──────── FRAGMENTO DE PÁGINA
La calle Deán Funes de nuestra ciudad de Salta tiene, a mi entender y seguramente porqué nací y viví allí mis primeros 20 años, un sabor especial, profundamente salteño, vale decir, plural, abierto tanto a lo tradicional como a las novedades y herejías.
Pese al implacable crecimiento de los edificios altos y palacetes de mal gusto que reemplazan a las casas bajas y cargadas de historias de provincia, la calle mantiene su encanto, su elegancia y un cierto aire inocente que puede engañar a quién desconoce claves ancestrales.
En sus primeras seis cuadras, vivieron mujeres de talento, damas hermosas, señoras hacendosas unas y comodonas otras, hombres ilustres, pícaros irredentos, emprendedores exitosos, soñadores de todos los sueños, como aquel empeñoso minero siempre usurpado, trotador de tribunales.
Allí se sucedieron altercados pasionales, ensayos artísticos, duelos deportivos, asambleas sindicales, atentados terroristas, subrepticias reuniones políticas; allí nacieron conjuntos folklóricos, clubes de barrio, amistades y rivalidades eternas.
Vendedores ambulantes hindúes, sirios, vallistos, iraquíes e italianos traficaron frutas y verduras, helados y panes, relojes y peines, tamales y leche sin pasteurizar, higos y tunas.
Ciegos majestuosos tocaron timbres anunciando el inminente fin del mundo; gitanas de extraña belleza dijeron la buenaventura desafiando la maledicencia y lanzaron maldiciones horrendas a los donjuanes de barrio; nietos desagradecidos ofendieron a nobles abuelas; solterones elegantes cotejaron por años a repintadas señoras maduras.
En sus casas modestas o lujosas ejercieron sus oficios médicos, procuradores, "avenegras", circunspectos abogados, filatelistas esquilmados, escribanos, dentistas (algunos, con torno a pedal), fieles mucamas, cocineras, mecánicos, carniceros (como aquel que cortó de un solo tajo el dedo a una clienta impertinente), botelleros, mimbreros-guitarristas, fabricantes de pastas, traficantes de libros usados (que rebajaban los precios según el estado del lomo de los libros).
────────────────
──────── MATERIAL PROPORCIONADO
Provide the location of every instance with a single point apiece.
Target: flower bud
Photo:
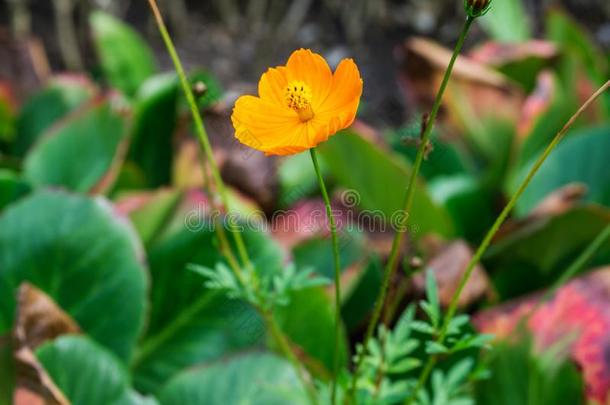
(476, 8)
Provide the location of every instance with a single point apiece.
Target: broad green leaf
(11, 188)
(381, 179)
(518, 376)
(189, 324)
(547, 123)
(443, 160)
(85, 257)
(213, 89)
(152, 147)
(61, 96)
(311, 309)
(359, 300)
(317, 253)
(82, 153)
(507, 21)
(150, 218)
(535, 255)
(88, 374)
(253, 379)
(581, 158)
(467, 201)
(126, 60)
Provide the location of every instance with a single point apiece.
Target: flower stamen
(298, 97)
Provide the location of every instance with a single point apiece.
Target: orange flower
(299, 105)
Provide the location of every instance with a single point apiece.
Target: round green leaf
────────────────
CONJUNTO DE TAREAS:
**a)** Edita el texto sobre la calle Deán Funes entre "Allí se sucedieron" y "y rivalidades eternas.", ambos inclusive, cambiando "asambleas sindicales" por "reuniones gremiales".
**b)** Según el texto sobre la calle Deán Funes, ¿qué le hizo el carnicero a una clienta impertinente?
**c)** ¿Puedes reescribir como lista el párrafo del texto sobre la calle Deán Funes que empieza con "Vendedores ambulantes hindúes", conservando sus datos principales?

TUS RESPUESTAS:
**a)**
Allí se sucedieron altercados pasionales, ensayos artísticos, duelos deportivos, reuniones gremiales, atentados terroristas, subrepticias reuniones políticas; allí nacieron conjuntos folklóricos, clubes de barrio, amistades y rivalidades eternas.

**b)** Le cortó el dedo de un solo tajo.

**c)**
Vendedores ambulantes de la calle:
- Origen: hindúes, sirios, vallistos, iraquíes e italianos.
- Mercancías: frutas y verduras, helados y panes, relojes y peines, tamales y leche sin pasteurizar, higos y tunas.